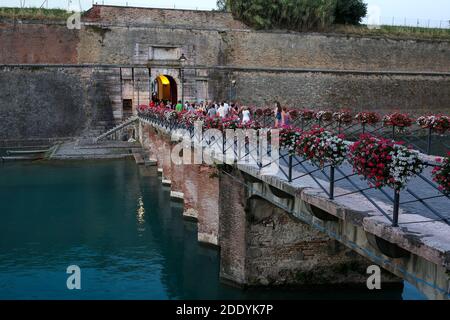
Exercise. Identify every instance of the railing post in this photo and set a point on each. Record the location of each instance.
(430, 132)
(290, 168)
(396, 207)
(332, 182)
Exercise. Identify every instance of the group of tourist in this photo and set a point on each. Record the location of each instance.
(224, 110)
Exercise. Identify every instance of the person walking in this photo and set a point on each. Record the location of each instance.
(222, 111)
(179, 107)
(278, 115)
(212, 112)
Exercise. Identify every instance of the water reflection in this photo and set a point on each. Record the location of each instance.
(140, 214)
(120, 227)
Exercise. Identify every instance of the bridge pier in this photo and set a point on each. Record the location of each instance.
(272, 232)
(261, 244)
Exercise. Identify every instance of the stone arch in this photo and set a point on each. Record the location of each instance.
(173, 75)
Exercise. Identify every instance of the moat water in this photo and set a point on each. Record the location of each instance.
(120, 227)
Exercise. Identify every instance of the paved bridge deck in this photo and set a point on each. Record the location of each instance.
(419, 231)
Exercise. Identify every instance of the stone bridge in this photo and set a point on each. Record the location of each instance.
(274, 232)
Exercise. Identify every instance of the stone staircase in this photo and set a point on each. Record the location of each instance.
(116, 129)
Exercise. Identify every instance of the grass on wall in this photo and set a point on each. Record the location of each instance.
(395, 31)
(34, 14)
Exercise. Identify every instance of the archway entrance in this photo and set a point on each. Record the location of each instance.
(165, 88)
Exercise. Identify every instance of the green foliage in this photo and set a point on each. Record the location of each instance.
(34, 13)
(223, 5)
(296, 14)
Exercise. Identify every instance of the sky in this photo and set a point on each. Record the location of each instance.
(400, 9)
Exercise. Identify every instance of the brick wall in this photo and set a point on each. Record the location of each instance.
(37, 43)
(50, 102)
(381, 93)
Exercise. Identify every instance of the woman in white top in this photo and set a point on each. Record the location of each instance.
(245, 116)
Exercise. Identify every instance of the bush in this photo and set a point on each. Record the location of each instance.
(295, 14)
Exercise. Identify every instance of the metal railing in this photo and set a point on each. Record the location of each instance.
(425, 140)
(422, 196)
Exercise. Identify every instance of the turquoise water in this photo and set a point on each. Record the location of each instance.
(122, 230)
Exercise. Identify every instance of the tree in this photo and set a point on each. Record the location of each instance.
(295, 14)
(223, 5)
(350, 11)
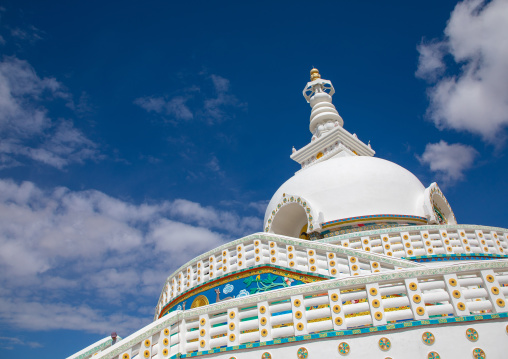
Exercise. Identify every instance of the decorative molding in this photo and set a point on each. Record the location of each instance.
(288, 199)
(375, 217)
......
:: WRITTEN INSTRUCTION ::
Give the lines of the material above as a JSON list of strings, one string per line, leaving out blank lines and the pictures.

:: ANSWER TO THE PROBLEM ::
[
  "Exercise. Identify every instance of the railing post in this photo and set a point on each. Record the location of each instance.",
  "(430, 132)",
  "(290, 168)",
  "(396, 207)",
  "(332, 182)",
  "Exercise. Identify every instance of the group of tourist in this photo and set a point on each. Record the location of each instance.",
  "(224, 110)",
  "Exercise. Identify every instance of the person walking in this photo and set a point on each. Record the location of each instance.",
  "(222, 111)",
  "(179, 107)",
  "(278, 115)",
  "(212, 112)",
  "Exercise. Identify every instance of the water reflection in this photo and set a point on each. Record the location of each instance.",
  "(140, 214)",
  "(120, 227)",
  "Exercise. Identify every instance of the bridge pier in this photo and set a point on each. Record the location of each instance.",
  "(272, 232)",
  "(261, 244)",
  "Exercise. Identify every instance of the stone arch in this photo and set a point on each. Record the location of each instance.",
  "(173, 75)",
  "Exercise. Identify every instance of the moat water in this photo and set a point on each. Record the location of each instance.",
  "(120, 227)",
  "Exercise. Identify every instance of the paved bridge deck in this photo and set a point on each. Record the location of each instance.",
  "(419, 231)",
  "Exercise. Identify every instance of the stone bridge in this photo and set a point on each. Record the location of each instance.",
  "(274, 232)",
  "Exercise. Identify every instance of the stone staircase in this photo and set a point on each. Record the location of each instance.",
  "(116, 129)",
  "Exercise. Identify every instance of the grass on wall in this photo and set a point on each. Record the location of each instance.",
  "(395, 31)",
  "(34, 14)",
  "Exercise. Identify every instance of the archway entrance in this photo and set a point on each. Record the location of each instance.",
  "(165, 88)",
  "Exercise. Identify every instance of the green foliage in this photo and set a point on each. Record the location of each instance.",
  "(34, 13)",
  "(223, 5)",
  "(296, 14)",
  "Exercise. Identify every instance of the sky in this photo and set a point on each. Record the location of each instance.",
  "(400, 9)",
  "Exercise. Identify every instance of the brick wall in this photo and set a point on each. Record the location of each instance.",
  "(37, 43)",
  "(50, 102)",
  "(381, 93)",
  "Exercise. Identify every instance of the woman in white top in this photo and set a point on each. Record the location of each instance.",
  "(245, 116)",
  "Exercise. Identify every instance of the bush in this photo and set a point on each. Record the location of each instance.",
  "(295, 14)",
  "Exercise. Identify every instance of the metal railing in this photo and set a point on each. Record the location of each instance.",
  "(425, 140)",
  "(422, 196)",
  "Exercise. Identify every instance of the turquoise water in this photo and set a point on each. Record the location of each instance.",
  "(122, 230)",
  "Exercise. Identify every instance of the tree in this photo and set a point on each. Record the location of each instance.",
  "(295, 14)",
  "(223, 5)",
  "(350, 11)",
  "Exercise. Identify every instance of the decorative molding in this photo and set a point on each. Record the location of each instance.",
  "(288, 199)",
  "(375, 217)"
]